Copy out, unchanged, the entries below from the "Segment the **dark" line to the final line. Omit pictures.

# start of Information given

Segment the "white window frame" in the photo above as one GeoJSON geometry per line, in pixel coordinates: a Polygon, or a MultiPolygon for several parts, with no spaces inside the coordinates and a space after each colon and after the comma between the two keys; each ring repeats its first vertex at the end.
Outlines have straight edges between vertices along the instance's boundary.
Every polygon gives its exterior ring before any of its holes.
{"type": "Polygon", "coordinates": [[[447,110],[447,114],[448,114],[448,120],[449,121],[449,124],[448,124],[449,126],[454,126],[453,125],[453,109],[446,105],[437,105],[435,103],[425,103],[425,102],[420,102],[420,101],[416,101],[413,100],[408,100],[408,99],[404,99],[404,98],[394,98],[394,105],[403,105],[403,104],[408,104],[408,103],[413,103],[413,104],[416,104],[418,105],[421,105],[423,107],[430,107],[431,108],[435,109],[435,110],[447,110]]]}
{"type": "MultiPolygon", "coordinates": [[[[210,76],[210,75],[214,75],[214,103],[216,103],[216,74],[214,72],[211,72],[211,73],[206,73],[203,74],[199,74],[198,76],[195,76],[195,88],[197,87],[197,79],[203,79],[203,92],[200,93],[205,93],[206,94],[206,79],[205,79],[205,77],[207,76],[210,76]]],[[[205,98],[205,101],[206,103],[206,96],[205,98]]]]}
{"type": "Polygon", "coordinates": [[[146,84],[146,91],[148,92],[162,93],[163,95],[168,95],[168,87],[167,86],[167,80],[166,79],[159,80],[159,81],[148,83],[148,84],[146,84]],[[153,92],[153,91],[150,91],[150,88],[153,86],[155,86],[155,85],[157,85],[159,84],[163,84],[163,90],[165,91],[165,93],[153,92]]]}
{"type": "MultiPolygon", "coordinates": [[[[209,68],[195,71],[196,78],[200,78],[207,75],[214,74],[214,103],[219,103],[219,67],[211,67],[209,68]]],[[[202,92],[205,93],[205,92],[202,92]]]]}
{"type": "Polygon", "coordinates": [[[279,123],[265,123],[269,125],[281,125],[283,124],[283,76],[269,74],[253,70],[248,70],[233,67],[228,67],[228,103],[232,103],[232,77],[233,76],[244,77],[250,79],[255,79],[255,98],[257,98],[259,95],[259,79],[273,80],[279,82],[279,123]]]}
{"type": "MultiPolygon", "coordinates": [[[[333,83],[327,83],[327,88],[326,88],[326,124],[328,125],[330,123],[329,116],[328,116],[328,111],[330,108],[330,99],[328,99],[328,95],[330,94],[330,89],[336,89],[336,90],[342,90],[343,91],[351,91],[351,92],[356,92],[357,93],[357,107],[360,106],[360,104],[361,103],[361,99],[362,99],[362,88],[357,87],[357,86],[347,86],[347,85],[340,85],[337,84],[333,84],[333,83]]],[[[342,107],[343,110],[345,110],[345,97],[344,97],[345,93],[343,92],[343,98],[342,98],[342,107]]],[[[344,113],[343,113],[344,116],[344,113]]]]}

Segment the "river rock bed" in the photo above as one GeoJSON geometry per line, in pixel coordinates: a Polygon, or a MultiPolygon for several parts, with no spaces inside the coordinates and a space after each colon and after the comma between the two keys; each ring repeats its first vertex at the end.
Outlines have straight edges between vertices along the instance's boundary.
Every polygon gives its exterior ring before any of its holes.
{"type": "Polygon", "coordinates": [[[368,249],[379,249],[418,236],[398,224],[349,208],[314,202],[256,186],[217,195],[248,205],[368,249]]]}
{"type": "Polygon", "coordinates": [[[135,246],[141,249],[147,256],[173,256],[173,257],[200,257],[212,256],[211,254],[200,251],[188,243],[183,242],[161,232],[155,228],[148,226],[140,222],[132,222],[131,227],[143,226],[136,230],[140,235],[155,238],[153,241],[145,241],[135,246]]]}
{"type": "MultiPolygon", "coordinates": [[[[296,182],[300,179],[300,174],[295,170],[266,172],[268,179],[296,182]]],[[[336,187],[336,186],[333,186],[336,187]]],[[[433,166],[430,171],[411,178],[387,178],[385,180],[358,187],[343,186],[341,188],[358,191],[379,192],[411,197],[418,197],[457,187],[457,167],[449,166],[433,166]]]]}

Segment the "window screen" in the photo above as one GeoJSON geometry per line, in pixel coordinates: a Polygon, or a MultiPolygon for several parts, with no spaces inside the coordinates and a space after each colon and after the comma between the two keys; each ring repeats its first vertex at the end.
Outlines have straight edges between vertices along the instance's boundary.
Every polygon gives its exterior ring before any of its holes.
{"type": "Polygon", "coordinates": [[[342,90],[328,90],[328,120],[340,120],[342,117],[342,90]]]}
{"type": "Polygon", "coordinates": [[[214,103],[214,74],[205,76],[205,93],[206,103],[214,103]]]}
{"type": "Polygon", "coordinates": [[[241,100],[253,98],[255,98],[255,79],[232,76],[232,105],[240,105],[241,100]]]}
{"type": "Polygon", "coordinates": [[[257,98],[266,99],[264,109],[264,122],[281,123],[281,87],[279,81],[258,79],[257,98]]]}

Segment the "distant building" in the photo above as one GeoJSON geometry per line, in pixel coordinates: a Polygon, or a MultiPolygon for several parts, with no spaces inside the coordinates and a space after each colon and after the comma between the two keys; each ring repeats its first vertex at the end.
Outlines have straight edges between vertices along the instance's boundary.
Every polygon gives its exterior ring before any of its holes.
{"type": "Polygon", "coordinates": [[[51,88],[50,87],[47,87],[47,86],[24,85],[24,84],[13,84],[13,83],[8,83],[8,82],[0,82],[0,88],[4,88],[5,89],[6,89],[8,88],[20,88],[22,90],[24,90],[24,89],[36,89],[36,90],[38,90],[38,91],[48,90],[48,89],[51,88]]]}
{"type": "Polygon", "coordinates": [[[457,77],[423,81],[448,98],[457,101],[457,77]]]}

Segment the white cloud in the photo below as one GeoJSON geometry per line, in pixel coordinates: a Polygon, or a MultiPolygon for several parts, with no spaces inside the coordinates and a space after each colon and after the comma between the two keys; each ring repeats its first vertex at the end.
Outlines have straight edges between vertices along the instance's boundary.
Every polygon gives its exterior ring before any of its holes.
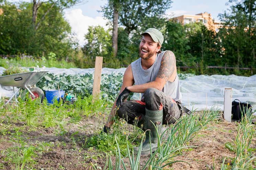
{"type": "Polygon", "coordinates": [[[66,11],[64,16],[68,21],[75,32],[79,41],[79,44],[82,46],[84,44],[84,35],[88,32],[89,26],[100,25],[107,29],[106,26],[107,21],[102,17],[97,16],[94,18],[83,15],[82,10],[75,9],[66,11]]]}
{"type": "MultiPolygon", "coordinates": [[[[189,14],[191,13],[191,11],[184,11],[182,10],[167,10],[165,14],[166,15],[169,17],[170,18],[173,17],[177,17],[177,16],[183,15],[184,14],[189,14]]],[[[195,15],[194,14],[193,14],[195,15]]]]}

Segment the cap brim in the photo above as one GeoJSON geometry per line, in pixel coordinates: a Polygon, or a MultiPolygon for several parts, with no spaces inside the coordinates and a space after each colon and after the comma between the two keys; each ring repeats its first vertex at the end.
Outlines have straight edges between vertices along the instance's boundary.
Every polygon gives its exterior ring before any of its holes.
{"type": "Polygon", "coordinates": [[[153,41],[155,41],[155,42],[159,42],[159,40],[158,40],[158,39],[156,38],[156,37],[155,36],[155,35],[154,35],[154,34],[151,33],[150,32],[144,32],[141,33],[140,35],[142,36],[143,36],[146,34],[149,34],[149,35],[150,36],[150,37],[151,37],[151,38],[152,38],[152,39],[153,39],[153,41]]]}

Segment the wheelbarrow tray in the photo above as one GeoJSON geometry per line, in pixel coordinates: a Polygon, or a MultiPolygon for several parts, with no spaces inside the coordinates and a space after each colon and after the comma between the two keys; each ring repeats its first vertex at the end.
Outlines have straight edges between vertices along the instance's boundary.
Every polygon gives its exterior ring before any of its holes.
{"type": "Polygon", "coordinates": [[[0,76],[0,85],[25,88],[37,83],[48,71],[34,71],[0,76]]]}

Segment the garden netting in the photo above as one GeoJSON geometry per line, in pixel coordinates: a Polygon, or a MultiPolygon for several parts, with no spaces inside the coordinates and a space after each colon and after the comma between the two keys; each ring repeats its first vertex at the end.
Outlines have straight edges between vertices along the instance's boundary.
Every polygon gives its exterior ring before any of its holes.
{"type": "MultiPolygon", "coordinates": [[[[4,69],[0,67],[0,74],[4,69]]],[[[49,71],[38,82],[38,87],[44,90],[55,88],[56,84],[60,83],[62,89],[66,88],[64,90],[71,92],[83,92],[85,90],[83,89],[85,89],[89,93],[92,91],[94,68],[53,67],[44,69],[49,71]],[[63,82],[67,80],[70,82],[63,82]],[[71,87],[75,88],[71,88],[71,87]]],[[[116,97],[125,69],[126,68],[102,68],[101,90],[103,92],[103,98],[111,101],[116,97]]],[[[179,74],[179,76],[183,104],[190,109],[193,108],[194,109],[201,110],[215,106],[216,109],[223,110],[224,89],[228,88],[232,89],[232,100],[238,99],[241,102],[248,102],[253,106],[254,110],[256,109],[256,75],[246,77],[233,75],[195,76],[179,74]]],[[[11,96],[12,90],[12,87],[2,87],[2,96],[11,96]]],[[[135,93],[131,99],[139,100],[140,96],[139,94],[135,93]]]]}

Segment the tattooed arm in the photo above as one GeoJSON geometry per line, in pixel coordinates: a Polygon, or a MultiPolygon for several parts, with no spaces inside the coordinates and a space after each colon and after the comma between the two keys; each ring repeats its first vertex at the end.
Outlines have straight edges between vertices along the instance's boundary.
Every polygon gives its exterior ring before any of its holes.
{"type": "Polygon", "coordinates": [[[176,60],[174,54],[170,51],[167,51],[162,58],[161,66],[155,81],[143,84],[129,86],[127,88],[131,92],[138,93],[144,93],[150,88],[162,90],[167,81],[174,81],[176,74],[176,60]]]}

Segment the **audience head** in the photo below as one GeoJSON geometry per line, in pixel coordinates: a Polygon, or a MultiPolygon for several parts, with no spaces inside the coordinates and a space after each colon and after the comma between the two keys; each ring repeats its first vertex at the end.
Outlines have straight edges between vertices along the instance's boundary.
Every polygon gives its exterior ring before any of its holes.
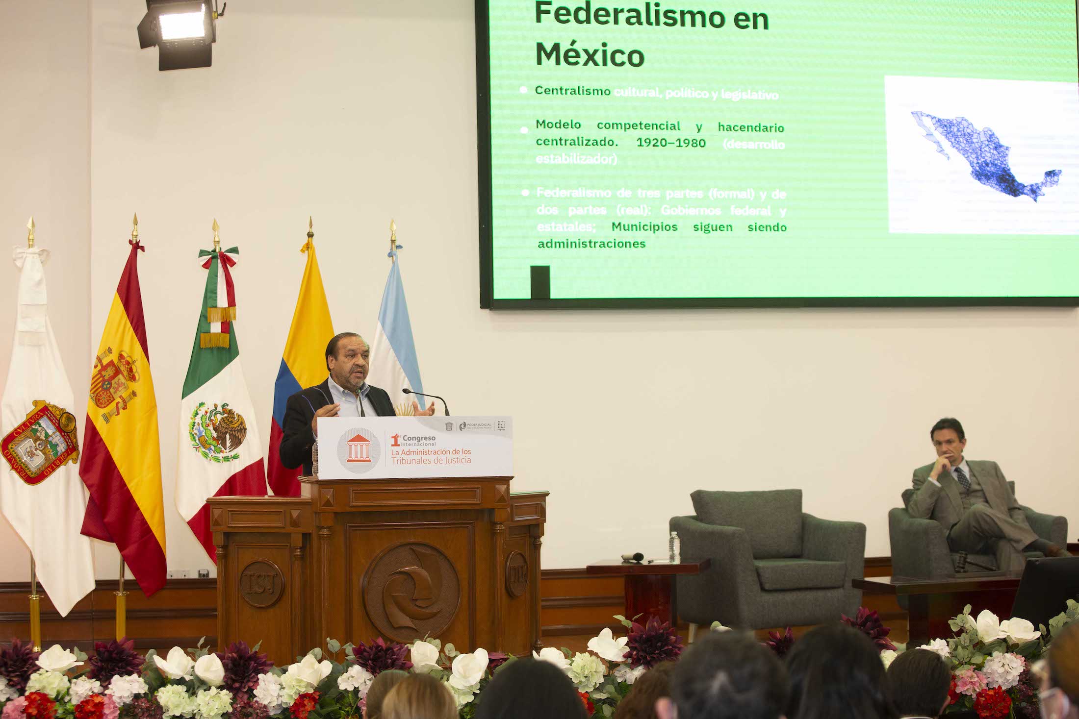
{"type": "Polygon", "coordinates": [[[787,704],[787,672],[751,635],[709,632],[682,652],[660,719],[778,719],[787,704]]]}
{"type": "Polygon", "coordinates": [[[576,688],[550,662],[503,664],[480,695],[476,719],[587,719],[576,688]]]}
{"type": "Polygon", "coordinates": [[[1069,624],[1049,645],[1048,672],[1041,682],[1041,716],[1079,717],[1079,624],[1069,624]]]}
{"type": "Polygon", "coordinates": [[[947,706],[952,670],[937,652],[909,649],[888,667],[888,696],[901,717],[939,717],[947,706]]]}
{"type": "Polygon", "coordinates": [[[457,704],[442,682],[426,674],[410,674],[382,702],[383,719],[457,719],[457,704]]]}
{"type": "Polygon", "coordinates": [[[674,662],[660,662],[638,677],[626,699],[618,702],[614,719],[656,719],[656,702],[670,696],[674,662]]]}
{"type": "Polygon", "coordinates": [[[390,690],[400,683],[401,679],[408,676],[408,672],[400,669],[386,669],[374,677],[370,688],[367,690],[367,699],[364,705],[365,719],[380,719],[382,716],[382,702],[385,701],[390,690]]]}
{"type": "Polygon", "coordinates": [[[846,624],[807,632],[787,654],[788,719],[892,719],[884,663],[864,634],[846,624]]]}

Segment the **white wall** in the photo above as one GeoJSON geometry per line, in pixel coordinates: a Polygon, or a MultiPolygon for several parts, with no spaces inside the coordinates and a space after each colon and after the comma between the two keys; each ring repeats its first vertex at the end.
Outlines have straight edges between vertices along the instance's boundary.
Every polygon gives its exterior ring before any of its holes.
{"type": "MultiPolygon", "coordinates": [[[[945,414],[1021,500],[1079,518],[1075,310],[481,310],[469,0],[237,2],[214,67],[167,73],[138,50],[144,11],[93,0],[90,344],[137,210],[166,499],[210,222],[241,248],[236,331],[268,435],[313,215],[334,329],[366,334],[397,220],[424,385],[456,413],[514,415],[515,489],[551,492],[547,568],[661,554],[700,487],[803,487],[886,555],[887,510],[945,414]]],[[[208,565],[175,513],[168,533],[170,567],[208,565]]]]}

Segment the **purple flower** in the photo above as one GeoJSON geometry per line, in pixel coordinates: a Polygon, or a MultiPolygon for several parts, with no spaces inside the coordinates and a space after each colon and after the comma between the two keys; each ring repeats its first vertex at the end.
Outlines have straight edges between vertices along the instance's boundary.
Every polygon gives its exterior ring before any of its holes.
{"type": "Polygon", "coordinates": [[[650,617],[642,626],[633,622],[627,636],[626,660],[630,668],[645,666],[652,668],[660,662],[673,662],[682,653],[682,638],[670,625],[659,623],[658,617],[650,617]]]}
{"type": "Polygon", "coordinates": [[[794,646],[794,633],[791,632],[791,627],[789,626],[782,634],[779,632],[768,632],[768,640],[764,642],[764,646],[776,652],[776,656],[783,656],[794,646]]]}
{"type": "Polygon", "coordinates": [[[891,644],[891,639],[888,638],[888,633],[891,630],[880,623],[876,610],[870,611],[865,607],[859,607],[858,617],[850,619],[843,614],[843,623],[864,633],[876,645],[877,651],[896,650],[896,645],[891,644]]]}
{"type": "Polygon", "coordinates": [[[352,661],[375,677],[386,669],[411,669],[412,662],[405,659],[407,655],[407,645],[387,642],[382,637],[369,645],[360,641],[352,649],[352,661]]]}
{"type": "Polygon", "coordinates": [[[142,656],[135,651],[135,640],[124,637],[112,641],[95,641],[94,655],[90,659],[90,678],[97,679],[108,688],[112,677],[138,674],[142,668],[142,656]]]}
{"type": "Polygon", "coordinates": [[[246,641],[233,641],[223,652],[217,652],[224,668],[222,686],[233,694],[254,690],[259,686],[259,675],[273,666],[265,654],[251,651],[246,641]]]}
{"type": "Polygon", "coordinates": [[[40,652],[18,639],[11,640],[10,649],[0,649],[0,677],[8,680],[8,686],[17,692],[26,689],[26,680],[38,670],[40,652]]]}

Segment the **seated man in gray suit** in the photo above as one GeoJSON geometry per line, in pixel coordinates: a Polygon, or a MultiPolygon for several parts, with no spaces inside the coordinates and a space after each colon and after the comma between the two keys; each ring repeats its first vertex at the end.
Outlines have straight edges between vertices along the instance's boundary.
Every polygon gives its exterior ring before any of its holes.
{"type": "Polygon", "coordinates": [[[1023,552],[1070,556],[1034,534],[997,462],[967,461],[967,435],[958,419],[941,419],[929,437],[937,461],[914,470],[911,516],[940,522],[953,552],[996,553],[1003,571],[1021,571],[1023,552]]]}

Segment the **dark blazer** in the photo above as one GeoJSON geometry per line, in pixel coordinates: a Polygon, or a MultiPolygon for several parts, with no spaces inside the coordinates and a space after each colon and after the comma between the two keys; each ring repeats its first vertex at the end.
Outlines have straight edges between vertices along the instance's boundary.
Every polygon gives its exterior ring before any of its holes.
{"type": "MultiPolygon", "coordinates": [[[[368,387],[370,389],[367,391],[367,399],[371,401],[379,416],[396,416],[394,403],[390,400],[390,395],[386,395],[386,390],[374,385],[368,387]]],[[[332,403],[329,377],[323,384],[301,389],[288,398],[288,403],[285,405],[285,426],[281,428],[281,446],[277,448],[282,465],[289,469],[302,465],[302,474],[311,475],[311,447],[315,443],[311,420],[315,418],[316,411],[332,403]]]]}

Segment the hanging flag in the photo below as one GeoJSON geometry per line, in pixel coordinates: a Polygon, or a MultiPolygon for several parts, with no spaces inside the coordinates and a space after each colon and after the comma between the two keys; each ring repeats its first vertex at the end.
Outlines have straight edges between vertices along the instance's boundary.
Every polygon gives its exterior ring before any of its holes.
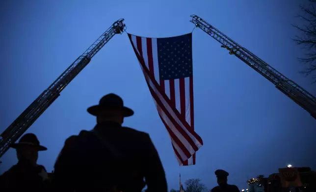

# end of Information given

▸ Response below
Segment the **dark blazer** in the photo above as one GeoJSON geometry per line, in pixel coordinates: a Polygon, or a MultiPolygon for several parts, with no spaces inside the coordinates and a space after each colon and after the comma between the two keys; each ring repeats its first vertex at the end.
Outlines have straight edges between vertices along the instance's boundary.
Every polygon gives its exterior ring before any of its holes.
{"type": "MultiPolygon", "coordinates": [[[[368,387],[370,389],[367,391],[367,399],[371,401],[379,416],[396,416],[394,403],[390,400],[390,395],[386,395],[386,390],[374,385],[368,387]]],[[[332,403],[329,377],[323,384],[301,389],[288,398],[288,403],[285,405],[285,426],[281,428],[281,446],[277,448],[282,465],[289,469],[302,465],[302,474],[311,475],[311,447],[315,443],[311,420],[315,418],[316,411],[332,403]]]]}

Segment the hanging flag in the photo below as one GeoJSON geometry per line, in pixel coordinates: a Polygon, or a MultiPolygon for several parts, with no spaces inside the coordinates and a space after each colon and after the comma between the two keys; each ring repeats its first vertex at the end.
Outlines have straight edges between vertices along the instance's boundary.
Every polygon gives its exterior ring before any of its holes.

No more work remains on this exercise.